═════ AVAILABLE RECORDS
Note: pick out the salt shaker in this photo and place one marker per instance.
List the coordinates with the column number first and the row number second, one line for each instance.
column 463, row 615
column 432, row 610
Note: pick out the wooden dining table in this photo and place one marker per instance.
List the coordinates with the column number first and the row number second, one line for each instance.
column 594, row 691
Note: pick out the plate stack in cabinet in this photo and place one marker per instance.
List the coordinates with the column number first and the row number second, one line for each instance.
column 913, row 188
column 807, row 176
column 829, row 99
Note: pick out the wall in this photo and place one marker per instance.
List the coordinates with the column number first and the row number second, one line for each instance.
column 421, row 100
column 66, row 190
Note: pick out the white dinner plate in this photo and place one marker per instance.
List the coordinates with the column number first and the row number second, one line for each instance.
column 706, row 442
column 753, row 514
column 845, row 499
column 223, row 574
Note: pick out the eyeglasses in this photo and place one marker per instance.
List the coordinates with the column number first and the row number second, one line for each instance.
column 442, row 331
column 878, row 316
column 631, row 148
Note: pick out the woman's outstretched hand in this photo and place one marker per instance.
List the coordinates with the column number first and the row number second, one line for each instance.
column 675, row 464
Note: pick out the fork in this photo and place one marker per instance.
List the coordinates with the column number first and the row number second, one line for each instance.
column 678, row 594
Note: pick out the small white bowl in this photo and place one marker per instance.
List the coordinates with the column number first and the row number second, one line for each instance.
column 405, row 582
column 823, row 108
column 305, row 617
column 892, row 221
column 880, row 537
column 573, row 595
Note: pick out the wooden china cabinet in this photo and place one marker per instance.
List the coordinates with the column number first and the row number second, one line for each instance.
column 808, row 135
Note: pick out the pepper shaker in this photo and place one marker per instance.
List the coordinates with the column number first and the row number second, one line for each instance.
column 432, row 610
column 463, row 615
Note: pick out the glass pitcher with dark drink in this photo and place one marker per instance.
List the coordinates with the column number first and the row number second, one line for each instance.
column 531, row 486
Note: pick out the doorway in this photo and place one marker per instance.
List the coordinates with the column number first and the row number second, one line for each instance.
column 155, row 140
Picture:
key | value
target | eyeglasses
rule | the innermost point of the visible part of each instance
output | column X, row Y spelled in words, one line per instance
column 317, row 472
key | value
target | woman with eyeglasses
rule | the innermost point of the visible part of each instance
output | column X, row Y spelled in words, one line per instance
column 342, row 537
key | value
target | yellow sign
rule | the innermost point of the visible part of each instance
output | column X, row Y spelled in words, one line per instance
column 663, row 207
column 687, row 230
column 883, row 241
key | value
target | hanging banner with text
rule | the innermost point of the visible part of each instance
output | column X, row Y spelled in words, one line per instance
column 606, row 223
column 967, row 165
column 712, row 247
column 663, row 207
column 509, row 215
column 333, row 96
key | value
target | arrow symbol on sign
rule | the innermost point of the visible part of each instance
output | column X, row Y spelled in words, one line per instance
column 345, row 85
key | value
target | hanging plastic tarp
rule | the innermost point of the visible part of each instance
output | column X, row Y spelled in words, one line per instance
══════════
GOAL OF THE EXERCISE –
The answer must be a single number: how many lines in the data contain the string "target"?

SOLUTION TO THIS PROBLEM –
6